#### Goal
Find each row that contains the word "bare" and copy those rows in full.

#### Dataset extract
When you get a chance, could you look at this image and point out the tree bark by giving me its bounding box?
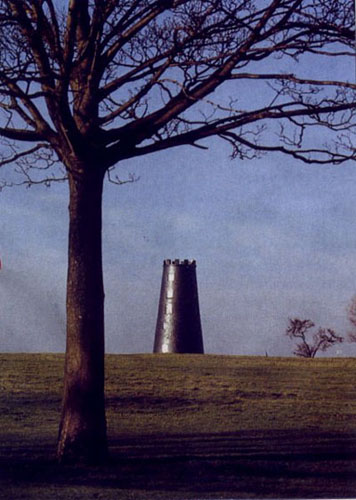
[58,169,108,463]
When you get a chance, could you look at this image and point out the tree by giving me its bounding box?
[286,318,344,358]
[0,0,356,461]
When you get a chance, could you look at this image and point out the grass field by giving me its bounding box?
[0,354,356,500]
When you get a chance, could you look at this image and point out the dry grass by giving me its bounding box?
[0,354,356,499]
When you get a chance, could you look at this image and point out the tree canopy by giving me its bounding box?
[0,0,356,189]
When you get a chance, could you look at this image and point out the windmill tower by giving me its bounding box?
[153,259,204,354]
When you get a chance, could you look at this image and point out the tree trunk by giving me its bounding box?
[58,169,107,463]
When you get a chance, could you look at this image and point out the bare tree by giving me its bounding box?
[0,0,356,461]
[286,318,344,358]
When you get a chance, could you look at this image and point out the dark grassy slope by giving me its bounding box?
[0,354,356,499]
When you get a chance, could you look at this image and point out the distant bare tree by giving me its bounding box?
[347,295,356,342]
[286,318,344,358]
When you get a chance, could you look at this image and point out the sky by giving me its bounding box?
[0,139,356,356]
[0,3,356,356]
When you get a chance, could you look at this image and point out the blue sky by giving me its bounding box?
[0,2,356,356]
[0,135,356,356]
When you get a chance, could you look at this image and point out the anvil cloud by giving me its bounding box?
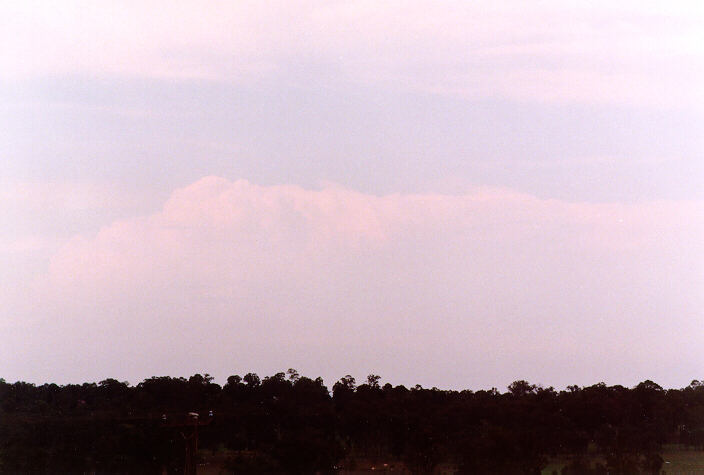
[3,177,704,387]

...

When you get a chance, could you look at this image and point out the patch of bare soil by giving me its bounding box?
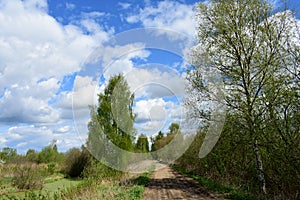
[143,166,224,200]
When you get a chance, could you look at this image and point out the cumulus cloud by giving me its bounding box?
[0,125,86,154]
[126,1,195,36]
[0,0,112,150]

* * *

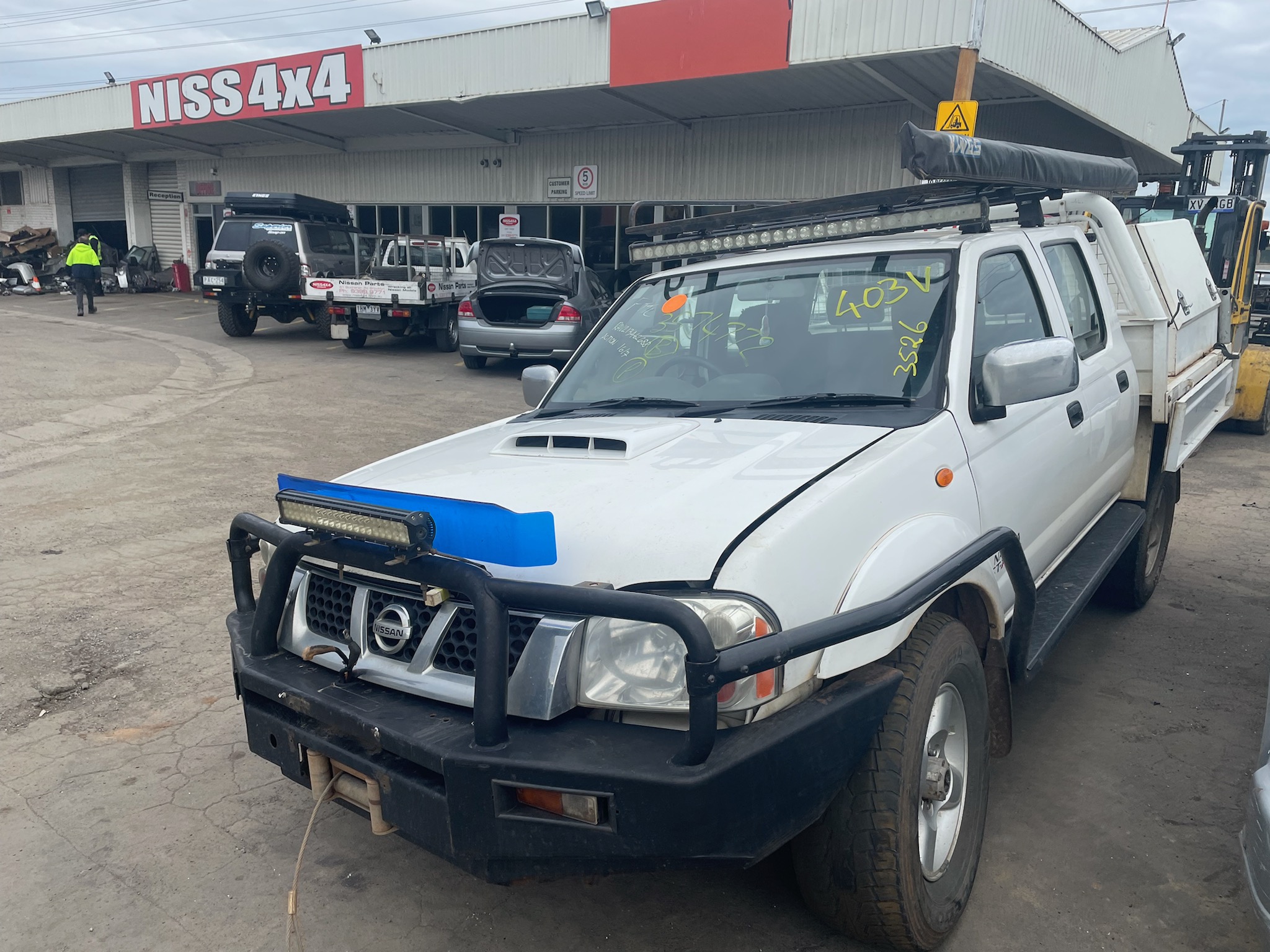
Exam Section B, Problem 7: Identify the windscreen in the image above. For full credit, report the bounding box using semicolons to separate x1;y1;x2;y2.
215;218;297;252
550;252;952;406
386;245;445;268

#### Full response
When you get a chance, could you look at this image and point out the bare tree by giving me its bounding box?
When you get a chance, could you look at this image and point out the distant bare tree by giving me its bounding box?
When you get a chance, could you look at this image and point out the patch of bare soil by giving me its bounding box?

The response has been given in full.